| Exercise aim |
Set out every row below as a numbered list, leaving out blank lines and the pictures.

-*-*-

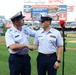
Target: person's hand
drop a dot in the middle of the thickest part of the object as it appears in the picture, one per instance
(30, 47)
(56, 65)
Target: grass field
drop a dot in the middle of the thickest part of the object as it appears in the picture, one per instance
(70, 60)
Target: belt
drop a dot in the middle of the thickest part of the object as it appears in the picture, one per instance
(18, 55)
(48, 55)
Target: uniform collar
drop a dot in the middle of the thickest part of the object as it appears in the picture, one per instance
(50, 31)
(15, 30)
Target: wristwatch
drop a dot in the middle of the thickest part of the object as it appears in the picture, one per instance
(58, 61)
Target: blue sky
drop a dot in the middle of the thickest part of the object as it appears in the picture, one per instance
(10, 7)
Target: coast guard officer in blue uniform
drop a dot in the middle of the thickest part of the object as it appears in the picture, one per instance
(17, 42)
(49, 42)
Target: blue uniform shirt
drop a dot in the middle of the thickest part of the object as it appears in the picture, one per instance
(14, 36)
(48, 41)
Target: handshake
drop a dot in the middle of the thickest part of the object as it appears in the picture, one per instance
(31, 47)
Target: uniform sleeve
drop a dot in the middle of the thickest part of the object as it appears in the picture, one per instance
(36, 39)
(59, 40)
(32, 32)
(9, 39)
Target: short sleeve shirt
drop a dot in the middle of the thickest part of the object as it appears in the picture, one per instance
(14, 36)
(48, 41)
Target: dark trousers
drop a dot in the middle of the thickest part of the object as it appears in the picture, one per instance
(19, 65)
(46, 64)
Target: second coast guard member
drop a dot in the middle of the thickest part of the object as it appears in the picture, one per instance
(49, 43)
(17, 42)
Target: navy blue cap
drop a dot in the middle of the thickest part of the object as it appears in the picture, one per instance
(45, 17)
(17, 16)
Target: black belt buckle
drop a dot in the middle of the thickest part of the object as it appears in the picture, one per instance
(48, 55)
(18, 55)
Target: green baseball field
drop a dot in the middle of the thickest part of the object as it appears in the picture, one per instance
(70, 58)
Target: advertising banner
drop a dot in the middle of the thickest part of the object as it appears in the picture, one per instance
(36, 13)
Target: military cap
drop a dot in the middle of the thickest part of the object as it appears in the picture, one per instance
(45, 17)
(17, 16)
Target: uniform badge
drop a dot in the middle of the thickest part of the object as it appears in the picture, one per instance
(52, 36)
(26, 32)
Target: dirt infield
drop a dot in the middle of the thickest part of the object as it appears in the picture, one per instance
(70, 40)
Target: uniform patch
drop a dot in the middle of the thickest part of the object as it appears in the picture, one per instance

-*-*-

| Task answer |
1. Target: person's hand
2. drop a dot in the middle of the thickest part of the object as it appears in the picture, one per instance
3. (30, 47)
4. (56, 65)
5. Target: grass field
6. drop a dot in the middle of the thickest part of the object as it appears in the picture, one per instance
7. (70, 60)
8. Target: belt
9. drop a dot in the middle of the thickest part of the object as it appears in the picture, one per instance
10. (18, 55)
11. (48, 55)
12. Target: uniform collar
13. drop a dot in the middle of the thickest part of the object as it appears in the picture, one per instance
14. (50, 31)
15. (15, 30)
16. Target: wristwatch
17. drop a dot in the middle of the thickest part of the object as it appears in the picture, one per instance
18. (58, 61)
19. Target: blue sky
20. drop a dot in the middle of the thickest part of the object as it appears in the picture, one per instance
21. (10, 7)
22. Target: coast guard officer in blue uniform
23. drop a dot in the middle of the thickest part of the object as it appears in the picture, one per instance
24. (17, 42)
25. (49, 42)
26. Target: blue uniform shirt
27. drop a dot in the middle of the thickest part of the object as it appears in the picture, one per instance
28. (14, 36)
29. (48, 41)
30. Target: handshake
31. drop a dot in the middle of the thickest part of the object as it appears in the picture, one per instance
32. (31, 47)
33. Target: uniform sleeve
34. drop a dot in the middle of the thickest part of the object as it appears in the picture, one per instance
35. (36, 39)
36. (59, 40)
37. (32, 32)
38. (9, 39)
39. Target: short sleeve shirt
40. drop a dot in the middle of the thickest part of the object as it appears in the picture, one per instance
41. (14, 36)
42. (48, 41)
43. Target: dark trousers
44. drop a dot in the middle of the thickest part of the object as it appears in the picture, one per instance
45. (19, 65)
46. (46, 64)
47. Target: second coast guard member
48. drop a dot in the middle of the thickest part of the object as it appears in the picture, one per instance
49. (49, 43)
50. (17, 42)
51. Target: navy blue cap
52. drop a dot in the middle of the thickest part of the object as it appears in the picture, one per instance
53. (45, 17)
54. (17, 16)
55. Target: black belt buckle
56. drop a dot in the middle of the thickest part of the object as it appears in the picture, one per instance
57. (48, 55)
58. (18, 55)
59. Target: green baseball field
60. drop a dot in the middle of the thickest part of the object as it appears in the picture, one per instance
61. (70, 58)
62. Target: advertising banner
63. drop a dot in the middle of the thickest part of the object as it appears in the picture, one per instance
64. (36, 13)
65. Target: military cap
66. drop a dot in the middle of the thickest part of the object as it appears in the picture, one per instance
67. (45, 17)
68. (17, 16)
69. Target: uniform badge
70. drop a dot in the middle of the thickest part of the object as it appears in the picture, one per instance
71. (52, 36)
72. (26, 32)
73. Target: dirt infield
74. drop a dot in the middle of the thickest part of the object as it appears in the picture, one per instance
75. (70, 40)
76. Target: uniform patch
77. drop a dot in the middle of the thickest part of the object as it appears in the picture, one per instance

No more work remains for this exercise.